Estratto della fonte:
'''

Red – Che a diffondere fake news fossero Repubblica e affini eravamo abituati (a proposito aspettiamo sempre che Facebook inizi un attento monitoraggio in linea con quanto affermato recentemente nella cosiddetta lotta alle pagine che diffondono bufale), ma che fosse il Presidente della Repubblica in modo così plateale un po’ meno, siamo onesti. In occasione di una commemorazione per i 100 anni di Save The Children, in uno stralcio del discorso, Mattarella ha dichiarato, secondo quanto riportano Agi, Ansa e altre agenzie: “Credo che tutti rammentiamo l’immagine del bambino siriano in ospedale, coperto di polvere, dopo il bombardamento della sua abitazione: quell’immagine ha commosso tanti nel mondo. Ma occorre che la commozione, la sollecitazione che queste immagini determinano non sia effimera e non si dimentichi in poco tempo”.
Sulle fake news che hanno giustificato i crimini contro la Siria, Save the Children è esperta, ma Mattarella ha proprio scelto la madre di tutte le bufale per elogiare la Ong. Non nominandolo direttamente il Presidente Mattarella, infatti, allude chiaramente alla storia di Omran Daqneesh (nella foto), divenuta celebre in tutto il mondo perché strumentalizzata dai famigerati “Caschi Bianchi” durante la propaganda mondiale prima della liberazione di Aleppo da parte dell’esercito siriano e dei suoi alleati (in particolare Russia, Iran e Hezbollah). Vi ricordate le mani di Saviano, Boldrini e Volo davanti alla bocca in quei momenti? Ecco, Omran faceva parte di quella stessa strategia per impedire che gli abitanti di Aleppo tornassero a vivere in uno stato laico e moderno, dopo anni di torture sotto il giogo di quei terroristi che l’occidente ha finanziato, supportato e armato.

'''

Obiettivo dichiarato 1:
Seleziona e copia ogni riga dell'elenco che contiene la parola "upper". Maiuscole e minuscole contano.

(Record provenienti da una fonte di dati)
'''

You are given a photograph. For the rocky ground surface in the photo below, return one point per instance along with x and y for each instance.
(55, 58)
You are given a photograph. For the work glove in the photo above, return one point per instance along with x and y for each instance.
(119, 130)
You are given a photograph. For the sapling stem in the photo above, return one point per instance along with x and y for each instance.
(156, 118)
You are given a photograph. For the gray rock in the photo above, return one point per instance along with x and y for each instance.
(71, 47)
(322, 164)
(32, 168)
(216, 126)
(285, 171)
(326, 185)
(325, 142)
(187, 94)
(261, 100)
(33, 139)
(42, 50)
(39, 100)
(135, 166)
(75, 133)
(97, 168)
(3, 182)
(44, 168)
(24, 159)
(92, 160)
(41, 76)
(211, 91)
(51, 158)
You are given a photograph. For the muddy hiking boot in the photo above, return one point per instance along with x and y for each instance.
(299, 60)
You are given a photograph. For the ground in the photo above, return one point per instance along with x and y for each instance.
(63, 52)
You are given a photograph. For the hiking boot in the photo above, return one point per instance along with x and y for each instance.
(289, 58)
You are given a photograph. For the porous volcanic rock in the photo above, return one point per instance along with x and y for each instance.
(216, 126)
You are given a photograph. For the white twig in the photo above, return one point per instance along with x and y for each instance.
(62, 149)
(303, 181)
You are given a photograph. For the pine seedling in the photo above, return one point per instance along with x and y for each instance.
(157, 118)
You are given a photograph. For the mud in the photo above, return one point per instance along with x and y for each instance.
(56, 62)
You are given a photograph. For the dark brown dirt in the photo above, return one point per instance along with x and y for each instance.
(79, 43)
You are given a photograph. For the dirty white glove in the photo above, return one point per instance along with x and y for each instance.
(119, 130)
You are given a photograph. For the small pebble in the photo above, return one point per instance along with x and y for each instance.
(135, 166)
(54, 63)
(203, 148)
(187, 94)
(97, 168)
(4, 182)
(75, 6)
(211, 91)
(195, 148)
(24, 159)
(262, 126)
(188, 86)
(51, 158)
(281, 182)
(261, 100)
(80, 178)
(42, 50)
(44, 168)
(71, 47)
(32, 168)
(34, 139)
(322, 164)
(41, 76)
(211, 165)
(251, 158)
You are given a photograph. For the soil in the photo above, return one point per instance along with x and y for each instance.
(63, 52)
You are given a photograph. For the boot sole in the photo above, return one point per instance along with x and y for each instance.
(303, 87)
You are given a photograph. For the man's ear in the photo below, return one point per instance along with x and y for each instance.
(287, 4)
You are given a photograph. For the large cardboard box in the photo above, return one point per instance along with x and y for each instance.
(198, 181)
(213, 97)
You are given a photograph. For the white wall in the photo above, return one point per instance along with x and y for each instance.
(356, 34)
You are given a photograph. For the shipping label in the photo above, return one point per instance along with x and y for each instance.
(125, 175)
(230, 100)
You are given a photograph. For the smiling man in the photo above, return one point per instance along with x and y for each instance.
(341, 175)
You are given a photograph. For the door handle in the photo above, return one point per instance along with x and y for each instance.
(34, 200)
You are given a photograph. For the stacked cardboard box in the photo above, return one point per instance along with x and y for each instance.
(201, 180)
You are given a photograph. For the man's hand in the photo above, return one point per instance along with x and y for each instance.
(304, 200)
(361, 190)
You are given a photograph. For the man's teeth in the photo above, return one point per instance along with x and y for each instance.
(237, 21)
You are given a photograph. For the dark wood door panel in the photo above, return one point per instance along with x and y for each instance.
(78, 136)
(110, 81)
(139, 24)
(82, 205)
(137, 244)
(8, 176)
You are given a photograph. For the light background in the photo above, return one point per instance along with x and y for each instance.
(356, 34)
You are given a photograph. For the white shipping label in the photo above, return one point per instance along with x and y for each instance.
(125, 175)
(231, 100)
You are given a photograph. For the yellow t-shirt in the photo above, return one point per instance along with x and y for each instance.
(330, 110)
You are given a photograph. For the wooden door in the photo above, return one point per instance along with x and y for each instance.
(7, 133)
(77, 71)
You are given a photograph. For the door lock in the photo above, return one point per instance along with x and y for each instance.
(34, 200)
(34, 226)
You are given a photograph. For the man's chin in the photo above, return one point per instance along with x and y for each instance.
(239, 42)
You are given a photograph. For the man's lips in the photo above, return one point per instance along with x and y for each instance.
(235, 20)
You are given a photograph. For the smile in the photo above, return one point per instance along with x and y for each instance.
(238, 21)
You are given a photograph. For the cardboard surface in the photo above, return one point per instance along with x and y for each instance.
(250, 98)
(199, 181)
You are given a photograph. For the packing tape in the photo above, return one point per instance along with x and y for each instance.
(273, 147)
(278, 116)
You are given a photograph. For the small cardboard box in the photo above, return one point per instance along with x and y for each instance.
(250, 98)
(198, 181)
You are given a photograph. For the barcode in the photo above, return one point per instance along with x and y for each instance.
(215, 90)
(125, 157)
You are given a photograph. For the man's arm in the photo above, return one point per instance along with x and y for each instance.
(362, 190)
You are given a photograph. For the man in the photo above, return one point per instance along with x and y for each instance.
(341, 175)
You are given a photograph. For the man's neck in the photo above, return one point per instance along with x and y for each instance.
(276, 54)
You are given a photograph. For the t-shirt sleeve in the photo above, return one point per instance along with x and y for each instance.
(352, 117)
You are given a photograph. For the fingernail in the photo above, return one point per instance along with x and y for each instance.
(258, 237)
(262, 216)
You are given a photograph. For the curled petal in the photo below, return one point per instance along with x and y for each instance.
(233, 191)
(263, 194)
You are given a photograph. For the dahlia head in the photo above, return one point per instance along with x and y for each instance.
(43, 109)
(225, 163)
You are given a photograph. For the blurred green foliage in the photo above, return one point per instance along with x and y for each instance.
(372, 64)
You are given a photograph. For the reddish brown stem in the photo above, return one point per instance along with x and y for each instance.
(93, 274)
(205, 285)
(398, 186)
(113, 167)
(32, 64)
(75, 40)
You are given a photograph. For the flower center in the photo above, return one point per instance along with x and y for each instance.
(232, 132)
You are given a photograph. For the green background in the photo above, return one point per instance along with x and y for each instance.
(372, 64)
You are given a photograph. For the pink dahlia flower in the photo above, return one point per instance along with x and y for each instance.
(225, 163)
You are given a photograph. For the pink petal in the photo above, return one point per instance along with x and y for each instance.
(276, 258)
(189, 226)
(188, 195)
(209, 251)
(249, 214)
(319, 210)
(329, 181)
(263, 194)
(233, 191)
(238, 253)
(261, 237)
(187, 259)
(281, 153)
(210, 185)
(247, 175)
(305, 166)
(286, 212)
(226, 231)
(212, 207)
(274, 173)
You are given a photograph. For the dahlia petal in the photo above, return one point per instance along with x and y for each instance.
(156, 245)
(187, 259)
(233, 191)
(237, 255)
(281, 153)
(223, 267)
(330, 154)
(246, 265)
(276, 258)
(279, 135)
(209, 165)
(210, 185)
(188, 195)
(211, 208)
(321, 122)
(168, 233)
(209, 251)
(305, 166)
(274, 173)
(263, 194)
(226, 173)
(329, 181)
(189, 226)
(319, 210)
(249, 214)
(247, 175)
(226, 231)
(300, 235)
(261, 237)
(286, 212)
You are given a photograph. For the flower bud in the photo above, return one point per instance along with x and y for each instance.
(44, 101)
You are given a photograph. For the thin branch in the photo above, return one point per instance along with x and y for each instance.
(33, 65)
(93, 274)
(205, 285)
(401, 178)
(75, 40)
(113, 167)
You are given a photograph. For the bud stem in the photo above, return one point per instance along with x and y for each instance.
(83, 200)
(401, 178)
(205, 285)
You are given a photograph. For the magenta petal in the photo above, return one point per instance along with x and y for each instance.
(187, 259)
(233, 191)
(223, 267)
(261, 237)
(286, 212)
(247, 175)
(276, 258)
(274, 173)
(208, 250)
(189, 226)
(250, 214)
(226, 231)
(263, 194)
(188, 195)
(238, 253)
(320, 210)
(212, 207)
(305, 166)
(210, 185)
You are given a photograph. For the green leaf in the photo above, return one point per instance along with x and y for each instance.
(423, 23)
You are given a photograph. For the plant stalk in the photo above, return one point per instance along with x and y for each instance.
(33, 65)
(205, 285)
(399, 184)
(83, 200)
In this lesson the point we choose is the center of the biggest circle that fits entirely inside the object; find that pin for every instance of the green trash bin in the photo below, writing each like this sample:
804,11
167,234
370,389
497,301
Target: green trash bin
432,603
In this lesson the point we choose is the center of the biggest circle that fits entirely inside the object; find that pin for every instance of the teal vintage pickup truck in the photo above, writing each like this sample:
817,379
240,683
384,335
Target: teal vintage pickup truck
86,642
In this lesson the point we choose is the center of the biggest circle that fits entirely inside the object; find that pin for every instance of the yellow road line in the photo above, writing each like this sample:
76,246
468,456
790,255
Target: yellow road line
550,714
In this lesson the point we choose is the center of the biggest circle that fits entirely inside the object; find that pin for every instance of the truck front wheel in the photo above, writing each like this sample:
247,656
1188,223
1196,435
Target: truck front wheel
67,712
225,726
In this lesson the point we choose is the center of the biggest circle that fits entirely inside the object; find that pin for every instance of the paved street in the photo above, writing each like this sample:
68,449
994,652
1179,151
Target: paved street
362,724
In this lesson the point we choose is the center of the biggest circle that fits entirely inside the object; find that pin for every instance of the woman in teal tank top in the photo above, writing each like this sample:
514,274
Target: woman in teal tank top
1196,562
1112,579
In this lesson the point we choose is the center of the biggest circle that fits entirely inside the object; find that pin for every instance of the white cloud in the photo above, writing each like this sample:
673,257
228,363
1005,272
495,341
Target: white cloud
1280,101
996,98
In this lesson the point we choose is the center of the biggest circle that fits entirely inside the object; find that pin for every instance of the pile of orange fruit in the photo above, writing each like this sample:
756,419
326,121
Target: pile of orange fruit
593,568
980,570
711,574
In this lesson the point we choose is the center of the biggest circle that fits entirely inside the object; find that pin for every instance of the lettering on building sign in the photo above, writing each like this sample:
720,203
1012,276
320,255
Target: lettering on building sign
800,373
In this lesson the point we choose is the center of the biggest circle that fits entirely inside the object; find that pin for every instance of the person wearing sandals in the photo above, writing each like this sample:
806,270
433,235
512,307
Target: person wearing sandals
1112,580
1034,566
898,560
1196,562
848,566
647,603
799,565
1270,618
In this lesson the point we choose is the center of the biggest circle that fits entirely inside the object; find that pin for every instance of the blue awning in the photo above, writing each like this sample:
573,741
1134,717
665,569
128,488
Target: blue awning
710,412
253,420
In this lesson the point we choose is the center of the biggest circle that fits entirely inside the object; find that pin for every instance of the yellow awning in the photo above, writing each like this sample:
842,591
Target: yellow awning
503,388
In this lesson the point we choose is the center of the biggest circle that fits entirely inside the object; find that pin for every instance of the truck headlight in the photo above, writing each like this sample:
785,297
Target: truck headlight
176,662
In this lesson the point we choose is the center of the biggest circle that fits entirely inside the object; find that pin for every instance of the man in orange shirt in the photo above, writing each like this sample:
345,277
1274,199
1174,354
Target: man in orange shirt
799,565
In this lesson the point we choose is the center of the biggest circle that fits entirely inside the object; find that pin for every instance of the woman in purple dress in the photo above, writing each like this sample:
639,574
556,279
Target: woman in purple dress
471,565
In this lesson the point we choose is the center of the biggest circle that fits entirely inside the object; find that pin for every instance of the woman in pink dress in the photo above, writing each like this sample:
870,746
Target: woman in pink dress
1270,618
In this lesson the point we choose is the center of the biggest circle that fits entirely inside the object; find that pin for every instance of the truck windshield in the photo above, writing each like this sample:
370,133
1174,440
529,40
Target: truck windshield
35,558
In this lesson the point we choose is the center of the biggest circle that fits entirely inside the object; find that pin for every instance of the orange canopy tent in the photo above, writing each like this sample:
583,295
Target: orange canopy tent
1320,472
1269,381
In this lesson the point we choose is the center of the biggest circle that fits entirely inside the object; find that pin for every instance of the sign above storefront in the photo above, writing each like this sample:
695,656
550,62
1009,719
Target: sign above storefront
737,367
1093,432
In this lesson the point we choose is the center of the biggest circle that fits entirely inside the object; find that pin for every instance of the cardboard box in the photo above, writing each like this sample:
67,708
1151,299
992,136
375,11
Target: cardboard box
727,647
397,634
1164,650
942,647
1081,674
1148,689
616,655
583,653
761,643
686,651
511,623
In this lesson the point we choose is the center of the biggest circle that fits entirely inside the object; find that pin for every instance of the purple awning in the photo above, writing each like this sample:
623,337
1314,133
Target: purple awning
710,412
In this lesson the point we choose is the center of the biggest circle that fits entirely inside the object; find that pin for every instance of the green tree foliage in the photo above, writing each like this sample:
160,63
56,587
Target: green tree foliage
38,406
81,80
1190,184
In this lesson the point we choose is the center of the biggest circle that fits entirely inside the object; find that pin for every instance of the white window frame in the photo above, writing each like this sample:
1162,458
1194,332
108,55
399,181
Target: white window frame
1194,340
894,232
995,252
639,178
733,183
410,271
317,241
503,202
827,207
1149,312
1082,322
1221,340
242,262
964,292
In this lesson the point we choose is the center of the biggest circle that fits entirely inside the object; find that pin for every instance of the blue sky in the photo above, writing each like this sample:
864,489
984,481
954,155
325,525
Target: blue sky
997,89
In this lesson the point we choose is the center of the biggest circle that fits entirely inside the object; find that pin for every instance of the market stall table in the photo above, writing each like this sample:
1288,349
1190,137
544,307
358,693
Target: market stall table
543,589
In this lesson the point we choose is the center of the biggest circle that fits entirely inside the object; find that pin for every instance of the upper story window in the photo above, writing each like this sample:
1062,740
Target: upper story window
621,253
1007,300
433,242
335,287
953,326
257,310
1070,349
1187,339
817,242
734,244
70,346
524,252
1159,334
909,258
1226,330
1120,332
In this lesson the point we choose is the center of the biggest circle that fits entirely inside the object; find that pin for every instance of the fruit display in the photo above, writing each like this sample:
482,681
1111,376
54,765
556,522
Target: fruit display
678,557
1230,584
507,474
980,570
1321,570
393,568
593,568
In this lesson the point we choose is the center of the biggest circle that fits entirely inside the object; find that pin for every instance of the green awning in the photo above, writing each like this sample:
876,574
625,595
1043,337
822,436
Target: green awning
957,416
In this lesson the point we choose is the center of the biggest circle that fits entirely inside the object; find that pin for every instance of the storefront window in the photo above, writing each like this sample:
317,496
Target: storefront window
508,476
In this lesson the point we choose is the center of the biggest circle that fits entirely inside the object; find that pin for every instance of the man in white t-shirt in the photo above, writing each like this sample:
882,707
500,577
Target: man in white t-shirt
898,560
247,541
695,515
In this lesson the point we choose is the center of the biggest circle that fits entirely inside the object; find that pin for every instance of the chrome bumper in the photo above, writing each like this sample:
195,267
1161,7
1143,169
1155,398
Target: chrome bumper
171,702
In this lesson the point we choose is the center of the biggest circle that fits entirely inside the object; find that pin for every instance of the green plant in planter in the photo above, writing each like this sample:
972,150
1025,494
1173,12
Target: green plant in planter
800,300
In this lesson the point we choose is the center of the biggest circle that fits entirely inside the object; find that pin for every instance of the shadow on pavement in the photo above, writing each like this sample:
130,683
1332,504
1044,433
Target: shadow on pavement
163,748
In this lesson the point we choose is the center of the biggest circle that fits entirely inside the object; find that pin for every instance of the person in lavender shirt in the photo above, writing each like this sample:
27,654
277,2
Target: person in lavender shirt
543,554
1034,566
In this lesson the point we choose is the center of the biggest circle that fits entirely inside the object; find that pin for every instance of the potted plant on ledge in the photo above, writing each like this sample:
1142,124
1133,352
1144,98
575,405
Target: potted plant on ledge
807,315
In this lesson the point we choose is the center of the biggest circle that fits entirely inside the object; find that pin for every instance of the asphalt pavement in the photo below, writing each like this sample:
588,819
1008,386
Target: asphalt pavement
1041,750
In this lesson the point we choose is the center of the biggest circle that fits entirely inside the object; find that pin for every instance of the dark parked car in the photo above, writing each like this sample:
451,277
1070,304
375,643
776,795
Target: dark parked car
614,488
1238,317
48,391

'''

Obiettivo dichiarato 2:
Rispondi in base al brano:
(a) Per quale ricorrenza di Save The Children si teneva la commemorazione?
(b) Quali agenzie vengono nominate come fonti del discorso di Mattarella?
(c) Di quale città si menziona la liberazione da parte dell'esercito siriano?

Risposta definitiva 1:
In this lesson the point we choose is the center of the biggest circle that fits entirely inside the object; find that pin for every instance of the upper story window in the photo above, writing each like this sample:
Target: upper story window

Risposta definitiva 2:
(a) I 100 anni di Save The Children.
(b) Agi e Ansa, insieme ad altre agenzie.
(c) Aleppo.